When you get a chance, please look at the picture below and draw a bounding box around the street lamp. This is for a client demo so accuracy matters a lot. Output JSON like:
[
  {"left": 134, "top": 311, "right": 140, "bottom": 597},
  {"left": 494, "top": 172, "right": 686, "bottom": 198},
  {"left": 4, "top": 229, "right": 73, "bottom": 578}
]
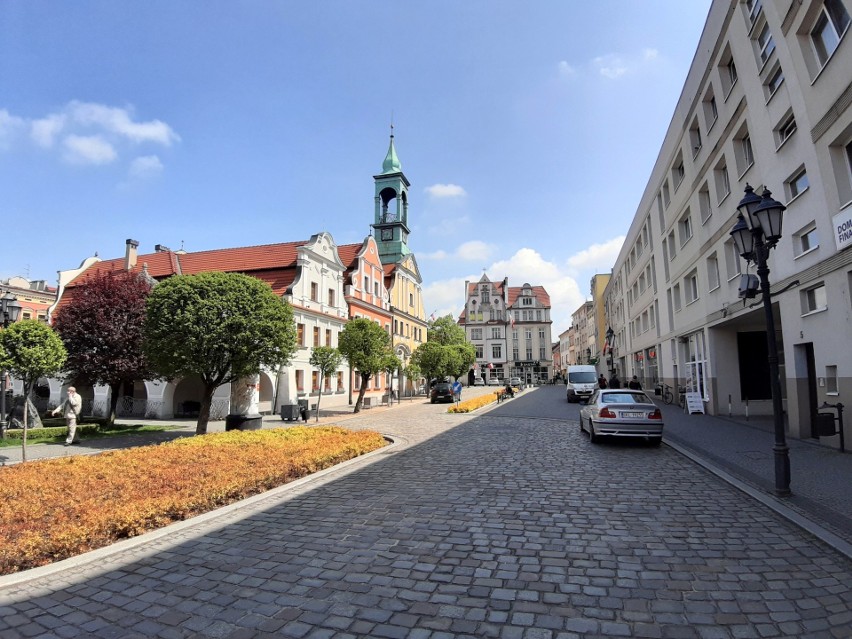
■ ■ ■ ■
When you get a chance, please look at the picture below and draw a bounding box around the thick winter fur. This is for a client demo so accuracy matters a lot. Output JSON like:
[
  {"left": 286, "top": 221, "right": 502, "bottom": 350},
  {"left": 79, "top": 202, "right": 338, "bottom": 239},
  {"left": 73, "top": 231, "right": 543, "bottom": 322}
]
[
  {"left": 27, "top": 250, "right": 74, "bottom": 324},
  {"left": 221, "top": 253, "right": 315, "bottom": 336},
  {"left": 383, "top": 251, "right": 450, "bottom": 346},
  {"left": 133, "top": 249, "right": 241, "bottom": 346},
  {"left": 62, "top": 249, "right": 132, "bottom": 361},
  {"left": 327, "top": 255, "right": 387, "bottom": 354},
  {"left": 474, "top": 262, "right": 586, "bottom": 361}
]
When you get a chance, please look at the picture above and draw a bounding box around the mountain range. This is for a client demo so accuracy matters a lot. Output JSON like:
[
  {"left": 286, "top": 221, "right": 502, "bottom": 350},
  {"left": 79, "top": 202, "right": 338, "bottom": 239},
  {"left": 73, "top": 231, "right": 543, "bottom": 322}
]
■ ■ ■ ■
**Exercise instructions:**
Report every line in the data above that contains the word "bounding", copying each one in full.

**Result of the task:**
When you get a chance, please look at the picture below and draw a bounding box around the street lamp. This is for a client demo so accuracy matters a lot. Output JSON like:
When you get a chance, please look at the picture below and draw a bounding box around the thick winter fur. This is for a client demo so accuracy matters a lot. Output JSON like:
When you get a chance, please look at the picture above and draw a bounding box around the mountain range. This is for a client demo so accuracy matters a lot. Output JSON like:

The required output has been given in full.